[Exercise text — start]

Press Release Galway Bay Against Salmon Farms: Opposition candidates to Galway Salmon Farms do exceptionally well – Government decision not expected until after reshuffle

Press Release Galway Bay Against Salmon Farms: Opposition candidates to Galway Salmon Farms do exceptionally well- Government decision not expected until after reshuffle

27 May 2014

Galway Bay Against Salmon Cages wishes to congratulate the many candidates, opposed to BIM’s proposalfor twin salmon farms for Galway Bay, in getting elected to Galway city and county councils.
We watch with interest the continuing counts to elect members to the E.U. parliament and wish representatives who have supported our stance, every success.

To-date a majority of all elected members both to the Galway councils and E.U. parliament have indicated their opposition to having open salmon cages in Galway Bay.

We look forward to continuing to work with them in opposing this environmentally damaging proposal.

Although Minister Simon Coveney was expected to make a decision in late June /early July, the now fluid political situation and expected government reshuffle could see a decision deferred for a further period.

A complicating factor is the continuing disquiet about the independence and reliability of scientific advice put forward from the Marine Institute.

[Exercise text — finish]
[Entries supplied — start]

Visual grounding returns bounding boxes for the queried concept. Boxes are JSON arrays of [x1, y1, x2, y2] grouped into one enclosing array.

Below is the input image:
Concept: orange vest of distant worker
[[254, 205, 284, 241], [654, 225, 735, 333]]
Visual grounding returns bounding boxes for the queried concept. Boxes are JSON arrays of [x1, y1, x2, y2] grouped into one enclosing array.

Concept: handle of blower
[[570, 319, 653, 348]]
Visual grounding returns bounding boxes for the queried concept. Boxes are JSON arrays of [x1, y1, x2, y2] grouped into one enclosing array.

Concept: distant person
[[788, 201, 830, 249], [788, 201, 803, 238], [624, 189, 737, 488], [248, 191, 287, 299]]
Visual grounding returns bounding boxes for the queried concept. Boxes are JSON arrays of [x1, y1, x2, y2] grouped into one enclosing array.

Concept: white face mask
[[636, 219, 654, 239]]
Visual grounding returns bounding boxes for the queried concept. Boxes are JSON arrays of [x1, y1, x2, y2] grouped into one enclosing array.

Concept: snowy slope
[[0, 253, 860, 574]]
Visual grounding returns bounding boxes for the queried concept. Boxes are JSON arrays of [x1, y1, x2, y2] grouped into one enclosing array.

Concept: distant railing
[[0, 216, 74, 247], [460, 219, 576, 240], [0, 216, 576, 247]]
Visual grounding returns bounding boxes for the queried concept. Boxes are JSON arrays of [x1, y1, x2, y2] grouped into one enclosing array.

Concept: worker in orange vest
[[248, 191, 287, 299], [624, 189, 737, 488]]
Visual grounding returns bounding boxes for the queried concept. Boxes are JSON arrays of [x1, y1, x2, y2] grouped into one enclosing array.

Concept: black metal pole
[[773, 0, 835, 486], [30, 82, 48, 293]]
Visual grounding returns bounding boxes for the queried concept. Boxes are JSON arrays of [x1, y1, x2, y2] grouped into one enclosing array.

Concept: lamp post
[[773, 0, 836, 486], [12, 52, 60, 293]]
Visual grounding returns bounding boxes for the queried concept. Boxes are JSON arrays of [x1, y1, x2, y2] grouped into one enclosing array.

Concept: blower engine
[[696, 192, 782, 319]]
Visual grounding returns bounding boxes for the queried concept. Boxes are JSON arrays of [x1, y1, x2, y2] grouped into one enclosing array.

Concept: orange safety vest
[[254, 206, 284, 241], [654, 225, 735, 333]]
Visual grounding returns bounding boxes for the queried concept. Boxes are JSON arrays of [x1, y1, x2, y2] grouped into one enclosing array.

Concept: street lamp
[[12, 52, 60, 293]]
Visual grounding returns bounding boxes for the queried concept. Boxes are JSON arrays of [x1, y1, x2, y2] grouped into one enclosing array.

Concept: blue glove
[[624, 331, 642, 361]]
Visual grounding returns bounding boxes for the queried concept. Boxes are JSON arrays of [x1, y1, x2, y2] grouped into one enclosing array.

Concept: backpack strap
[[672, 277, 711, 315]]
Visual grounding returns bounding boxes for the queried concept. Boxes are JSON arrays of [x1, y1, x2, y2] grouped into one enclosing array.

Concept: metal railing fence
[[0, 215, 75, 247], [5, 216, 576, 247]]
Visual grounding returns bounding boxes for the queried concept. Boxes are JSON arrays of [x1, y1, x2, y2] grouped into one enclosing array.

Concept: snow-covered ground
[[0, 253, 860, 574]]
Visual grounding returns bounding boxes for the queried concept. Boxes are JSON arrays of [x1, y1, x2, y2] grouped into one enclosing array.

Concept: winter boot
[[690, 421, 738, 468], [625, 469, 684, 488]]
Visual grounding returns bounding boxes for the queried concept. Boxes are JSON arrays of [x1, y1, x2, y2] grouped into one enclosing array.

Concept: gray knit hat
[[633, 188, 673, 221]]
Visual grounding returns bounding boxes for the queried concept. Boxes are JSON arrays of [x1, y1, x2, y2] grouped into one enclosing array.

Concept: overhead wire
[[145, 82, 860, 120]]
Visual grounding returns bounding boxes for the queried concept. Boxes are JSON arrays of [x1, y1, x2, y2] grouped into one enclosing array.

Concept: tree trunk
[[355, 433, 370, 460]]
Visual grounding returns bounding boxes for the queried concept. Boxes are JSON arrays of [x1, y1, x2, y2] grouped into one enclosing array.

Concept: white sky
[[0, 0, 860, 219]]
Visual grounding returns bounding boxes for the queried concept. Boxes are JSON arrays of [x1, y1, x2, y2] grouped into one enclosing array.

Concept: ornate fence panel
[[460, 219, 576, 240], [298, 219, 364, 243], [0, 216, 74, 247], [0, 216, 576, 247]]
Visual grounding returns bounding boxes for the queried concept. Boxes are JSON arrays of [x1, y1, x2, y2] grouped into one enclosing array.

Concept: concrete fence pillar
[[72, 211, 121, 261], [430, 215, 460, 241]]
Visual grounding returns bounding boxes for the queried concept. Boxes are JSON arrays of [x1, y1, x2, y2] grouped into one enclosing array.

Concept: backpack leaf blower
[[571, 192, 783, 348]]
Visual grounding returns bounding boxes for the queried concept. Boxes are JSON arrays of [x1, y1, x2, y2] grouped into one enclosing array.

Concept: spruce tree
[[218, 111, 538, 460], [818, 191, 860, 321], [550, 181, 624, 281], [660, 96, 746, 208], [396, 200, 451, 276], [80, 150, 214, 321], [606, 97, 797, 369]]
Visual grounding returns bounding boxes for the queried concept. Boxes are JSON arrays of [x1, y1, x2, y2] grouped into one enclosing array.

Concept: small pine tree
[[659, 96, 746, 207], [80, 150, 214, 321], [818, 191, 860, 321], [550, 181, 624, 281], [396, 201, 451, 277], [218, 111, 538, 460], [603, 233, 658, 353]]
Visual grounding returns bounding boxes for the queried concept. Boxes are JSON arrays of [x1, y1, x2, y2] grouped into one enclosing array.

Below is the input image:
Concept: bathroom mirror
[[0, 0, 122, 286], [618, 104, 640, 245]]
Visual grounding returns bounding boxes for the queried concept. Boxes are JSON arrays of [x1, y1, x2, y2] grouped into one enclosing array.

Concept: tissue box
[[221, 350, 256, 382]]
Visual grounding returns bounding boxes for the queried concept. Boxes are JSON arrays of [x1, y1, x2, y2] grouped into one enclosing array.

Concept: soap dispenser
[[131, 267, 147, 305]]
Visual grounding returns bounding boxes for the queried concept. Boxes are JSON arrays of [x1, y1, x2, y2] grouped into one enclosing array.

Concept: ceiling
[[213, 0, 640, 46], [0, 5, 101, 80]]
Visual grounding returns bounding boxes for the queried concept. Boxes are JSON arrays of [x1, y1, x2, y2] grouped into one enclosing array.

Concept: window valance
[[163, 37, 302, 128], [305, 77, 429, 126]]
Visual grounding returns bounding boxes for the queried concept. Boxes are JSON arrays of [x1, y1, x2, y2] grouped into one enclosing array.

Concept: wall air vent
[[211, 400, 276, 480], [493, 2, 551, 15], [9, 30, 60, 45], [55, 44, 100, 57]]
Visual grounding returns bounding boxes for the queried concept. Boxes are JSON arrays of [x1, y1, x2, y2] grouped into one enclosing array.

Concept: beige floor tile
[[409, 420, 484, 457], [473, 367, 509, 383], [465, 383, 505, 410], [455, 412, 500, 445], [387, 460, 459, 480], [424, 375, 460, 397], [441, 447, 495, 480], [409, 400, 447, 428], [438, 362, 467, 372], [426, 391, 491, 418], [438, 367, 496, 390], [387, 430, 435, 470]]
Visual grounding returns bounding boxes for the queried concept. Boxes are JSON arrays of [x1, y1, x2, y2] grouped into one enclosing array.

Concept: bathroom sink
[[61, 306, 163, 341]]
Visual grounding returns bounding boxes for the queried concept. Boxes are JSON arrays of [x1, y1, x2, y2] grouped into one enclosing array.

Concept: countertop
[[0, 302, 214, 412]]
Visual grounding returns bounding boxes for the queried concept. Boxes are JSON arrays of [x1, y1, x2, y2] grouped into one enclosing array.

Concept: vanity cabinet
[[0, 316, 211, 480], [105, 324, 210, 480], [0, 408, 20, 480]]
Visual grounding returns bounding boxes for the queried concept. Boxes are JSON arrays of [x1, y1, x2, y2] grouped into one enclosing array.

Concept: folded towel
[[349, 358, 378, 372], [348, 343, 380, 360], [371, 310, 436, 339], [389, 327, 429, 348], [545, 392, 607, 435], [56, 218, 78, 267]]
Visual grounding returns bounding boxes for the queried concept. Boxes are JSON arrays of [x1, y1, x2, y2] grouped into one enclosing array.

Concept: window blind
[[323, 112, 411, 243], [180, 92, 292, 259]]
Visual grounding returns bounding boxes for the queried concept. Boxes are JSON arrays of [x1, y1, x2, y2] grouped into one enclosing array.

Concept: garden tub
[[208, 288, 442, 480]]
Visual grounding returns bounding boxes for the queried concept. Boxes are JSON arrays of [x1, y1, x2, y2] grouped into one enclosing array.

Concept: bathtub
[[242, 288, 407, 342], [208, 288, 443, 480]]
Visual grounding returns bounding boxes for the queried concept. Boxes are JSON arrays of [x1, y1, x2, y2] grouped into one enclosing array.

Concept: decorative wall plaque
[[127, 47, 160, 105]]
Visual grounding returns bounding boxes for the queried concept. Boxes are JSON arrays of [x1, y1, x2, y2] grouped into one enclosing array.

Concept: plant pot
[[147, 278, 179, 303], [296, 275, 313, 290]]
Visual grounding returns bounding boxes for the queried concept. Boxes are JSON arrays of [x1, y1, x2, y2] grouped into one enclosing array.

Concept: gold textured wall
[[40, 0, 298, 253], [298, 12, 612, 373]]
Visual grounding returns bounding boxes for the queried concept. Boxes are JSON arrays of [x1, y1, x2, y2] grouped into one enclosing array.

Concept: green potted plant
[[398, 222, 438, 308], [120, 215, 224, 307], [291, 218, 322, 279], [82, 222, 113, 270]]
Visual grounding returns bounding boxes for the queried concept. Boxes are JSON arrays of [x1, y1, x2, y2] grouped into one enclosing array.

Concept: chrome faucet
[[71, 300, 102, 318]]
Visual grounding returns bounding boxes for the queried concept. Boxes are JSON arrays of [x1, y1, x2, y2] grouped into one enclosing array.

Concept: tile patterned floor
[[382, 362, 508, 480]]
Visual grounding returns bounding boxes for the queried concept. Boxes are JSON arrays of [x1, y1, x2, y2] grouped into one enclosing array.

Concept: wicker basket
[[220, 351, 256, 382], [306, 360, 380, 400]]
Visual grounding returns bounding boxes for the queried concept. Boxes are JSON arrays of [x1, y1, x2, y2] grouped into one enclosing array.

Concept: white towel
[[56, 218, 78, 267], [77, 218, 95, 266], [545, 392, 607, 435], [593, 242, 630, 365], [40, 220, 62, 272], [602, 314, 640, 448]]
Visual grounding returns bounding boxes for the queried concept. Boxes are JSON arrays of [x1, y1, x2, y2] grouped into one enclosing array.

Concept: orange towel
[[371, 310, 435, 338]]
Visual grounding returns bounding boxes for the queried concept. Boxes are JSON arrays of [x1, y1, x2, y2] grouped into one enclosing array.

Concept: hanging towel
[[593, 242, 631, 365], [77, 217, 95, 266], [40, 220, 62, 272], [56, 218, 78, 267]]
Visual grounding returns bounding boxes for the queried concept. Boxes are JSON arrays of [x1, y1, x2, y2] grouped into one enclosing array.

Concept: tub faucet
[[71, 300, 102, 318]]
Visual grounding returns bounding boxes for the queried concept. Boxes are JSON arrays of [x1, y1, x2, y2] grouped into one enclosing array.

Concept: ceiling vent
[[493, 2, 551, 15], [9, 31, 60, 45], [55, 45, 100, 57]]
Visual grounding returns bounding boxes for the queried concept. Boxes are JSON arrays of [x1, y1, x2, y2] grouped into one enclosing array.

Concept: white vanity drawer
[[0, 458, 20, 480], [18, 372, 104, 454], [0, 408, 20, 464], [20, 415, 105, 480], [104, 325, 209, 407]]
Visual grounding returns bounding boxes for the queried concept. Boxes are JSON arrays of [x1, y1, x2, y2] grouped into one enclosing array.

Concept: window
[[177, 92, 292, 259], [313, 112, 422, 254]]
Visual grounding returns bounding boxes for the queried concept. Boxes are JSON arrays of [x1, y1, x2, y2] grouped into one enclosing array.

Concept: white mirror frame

[Entries supplied — finish]

Parts of the exercise
1: In the press release on the Galway Bay salmon farms, rewrite the passage between "Galway Bay Against Salmon Cages" and "a further period.", inclusive, with "majority" changed to "large majority".
2: Answer these questions from the press release on the Galway Bay salmon farms.
(a) What date does the release carry?
(b) Which minister was expected to make a decision in late June or early July?
(c) The scientific advice of which body faces continuing disquiet about its independence and reliability?
3: Write the next part of the press release on the Galway Bay salmon farms, picking up after its final sentence.

Per-task outputs
1:
Galway Bay Against Salmon Cages wishes to congratulate the many candidates, opposed to BIM’s proposalfor twin salmon farms for Galway Bay, in getting elected to Galway city and county councils.
We watch with interest the continuing counts to elect members to the E.U. parliament and wish representatives who have supported our stance, every success.

To-date a large majority of all elected members both to the Galway councils and E.U. parliament have indicated their opposition to having open salmon cages in Galway Bay.

We look forward to continuing to work with them in opposing this environmentally damaging proposal.

Although Minister Simon Coveney was expected to make a decision in late June /early July, the now fluid political situation and expected government reshuffle could see a decision deferred for a further period.

2:
(a) 27 May 2014
(b) Minister Simon Coveney
(c) The Marine Institute

3:
There is mounting concerns that its position on lice from salmon farms flies in the face of other scientific reports from scientists from Ireland and other countries around the world where salmon cages are located and are having major detrimental impacts on wild salmon stocks.


Brian E. Curran
PRO Galway Bay Against Salmon Cages
Tel: 0872509722/ 091 593860

2 thoughts on “Press Release Galway Bay Against Salmon Farms: Opposition candidates to Galway Salmon Farms do exceptionally well – Government decision not expected until after reshuffle

  1. Controlled & responsible farming in cages is the only way forward for the Aquaculture industry inn Ireland. The amount of jobs created directly + the “Down-stream” employment would make a huge contribution to the districts in Ireland. The new controls/advances would make lice/escapes a ting of the past. Remember the salmon companies want a responsible & profitable company and not suffer losses due to accidents/infestation. Land based is also making progress.
    Look at Norway, Faroe islands & Scotland, why should Ireland miss out? The EU has decided to expand & support the aquaculture sector. So why should Ireland/BIM/Marine Institute not be part of it going forward. We have the structures in place, why not use them. The time lost thru licence application must be shortened in the immediate future if things are to get started.
    The benefits to the Irish people far outweigh the fears raised by the objectors, who I feel tar the whole industry with the One brush which is totally wrong.

  2. The vast cohort of science has shown lice remain a serious threat to wild salmon. The EU are currently considering the science, as they debate whether or not to open investigations into their impact on protected wild Atlantic Salmon in Ireland.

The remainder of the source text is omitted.